#### GIVEN REQUEST:
Reproduce the listing below verbatim, keeping every line.
── EXCERPTED RECORDS ──
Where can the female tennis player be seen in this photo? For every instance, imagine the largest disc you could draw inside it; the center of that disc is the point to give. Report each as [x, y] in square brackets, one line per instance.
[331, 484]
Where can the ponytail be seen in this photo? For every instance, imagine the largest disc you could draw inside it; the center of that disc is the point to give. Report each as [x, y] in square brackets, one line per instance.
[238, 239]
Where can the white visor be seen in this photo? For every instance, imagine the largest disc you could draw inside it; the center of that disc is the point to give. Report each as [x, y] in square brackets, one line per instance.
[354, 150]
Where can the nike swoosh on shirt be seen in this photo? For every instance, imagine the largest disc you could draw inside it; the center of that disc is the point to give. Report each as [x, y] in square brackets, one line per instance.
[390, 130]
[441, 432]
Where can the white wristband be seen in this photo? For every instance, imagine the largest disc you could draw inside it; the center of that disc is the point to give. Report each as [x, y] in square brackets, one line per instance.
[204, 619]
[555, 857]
───
#### FINAL RESULT:
Where can the female tennis player be seen in this photo? For every instance, imagine the largest disc you could draw inside it; the center of that disc is the point to give. Report each as [x, y] in square brackets, one line per instance.
[331, 484]
Where can the ponytail be seen in this photo? For every instance, imagine the largest disc you could draw inside it; the center of that disc is the point to give. Report each as [x, y] in square brackets, one line per instance.
[238, 239]
Where can the white visor be seen in this photo? For every instance, imagine the largest disc you could draw inside it; the center of that disc is the point to give. Report each as [x, y] in square brackets, one line per instance.
[354, 150]
Where can the nike swoosh on shirt be seen in this photo? For every instance, imagine the largest disc you could draw inside it; the center of that disc is the point to give. Report each as [x, y] in square brackets, one line per instance.
[390, 130]
[441, 432]
Where can the white wristband be seen in this photo? For every instance, imagine the largest disc you could draw inside it; the center of that disc is the point to give. Report each as [x, y] in square brackets, one line per instance.
[204, 619]
[555, 857]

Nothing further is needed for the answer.